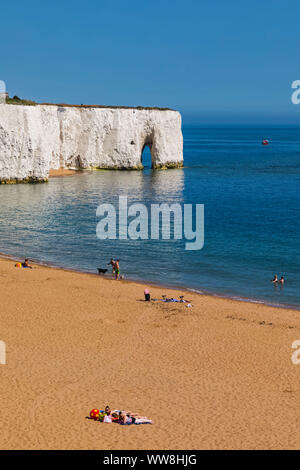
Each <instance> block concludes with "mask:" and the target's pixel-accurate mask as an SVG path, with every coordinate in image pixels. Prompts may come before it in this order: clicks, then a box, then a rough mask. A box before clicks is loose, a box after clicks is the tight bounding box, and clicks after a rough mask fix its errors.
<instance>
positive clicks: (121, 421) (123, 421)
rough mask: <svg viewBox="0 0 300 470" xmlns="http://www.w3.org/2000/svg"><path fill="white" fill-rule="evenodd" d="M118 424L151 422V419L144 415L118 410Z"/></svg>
mask: <svg viewBox="0 0 300 470" xmlns="http://www.w3.org/2000/svg"><path fill="white" fill-rule="evenodd" d="M118 422H119V424H122V425H125V424H126V425H129V424H152V420H151V419H148V418H146V416H140V415H139V414H138V413H130V412H127V413H126V412H125V411H120V413H119V421H118Z"/></svg>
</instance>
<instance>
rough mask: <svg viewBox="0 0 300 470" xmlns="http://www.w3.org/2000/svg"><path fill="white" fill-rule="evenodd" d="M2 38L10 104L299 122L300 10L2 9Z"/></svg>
mask: <svg viewBox="0 0 300 470" xmlns="http://www.w3.org/2000/svg"><path fill="white" fill-rule="evenodd" d="M0 38H1V56H2V61H1V72H0V79H2V80H5V82H6V84H7V89H8V91H9V93H10V95H14V94H17V95H18V96H21V97H24V98H28V99H34V100H37V101H47V102H67V103H79V104H80V103H87V104H106V105H129V106H137V105H144V106H166V107H171V108H176V109H179V110H180V111H181V112H182V113H183V116H184V120H185V122H190V121H195V122H201V123H208V124H209V123H214V122H216V123H217V122H220V123H222V122H224V123H225V122H241V123H243V122H245V123H246V122H251V123H260V122H262V123H263V122H266V123H268V122H269V123H277V122H278V123H295V124H297V123H298V122H299V123H300V105H298V106H295V105H292V104H291V99H290V97H291V92H292V90H291V83H292V81H293V80H296V79H300V67H299V63H300V62H299V43H300V41H299V39H300V4H299V2H298V1H293V0H292V1H282V0H260V1H258V0H252V1H244V0H240V1H230V0H226V1H225V0H222V1H220V0H211V1H206V0H204V1H201V0H199V1H196V0H194V1H192V0H181V1H178V0H169V1H166V0H160V1H157V0H151V1H148V0H143V1H141V0H127V1H126V0H123V1H120V0H114V1H112V0H98V1H93V0H86V1H85V2H79V1H77V0H72V1H64V2H62V1H60V2H59V1H56V0H54V1H51V2H50V1H47V2H40V1H27V2H25V1H18V0H16V1H13V2H7V3H6V4H4V5H3V4H2V6H1V28H0Z"/></svg>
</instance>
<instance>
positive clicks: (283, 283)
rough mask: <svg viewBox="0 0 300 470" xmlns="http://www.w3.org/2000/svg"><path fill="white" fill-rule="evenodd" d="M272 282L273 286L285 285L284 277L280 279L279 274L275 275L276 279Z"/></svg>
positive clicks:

———

**About this exercise:**
Exactly reproduce the lines that run from the line with "282L273 286L285 285L284" through the last line of the records, inclusive.

**Final answer:**
rough mask: <svg viewBox="0 0 300 470" xmlns="http://www.w3.org/2000/svg"><path fill="white" fill-rule="evenodd" d="M272 282L273 286L285 285L284 277L280 279L279 274L275 275L276 279Z"/></svg>
positive clicks:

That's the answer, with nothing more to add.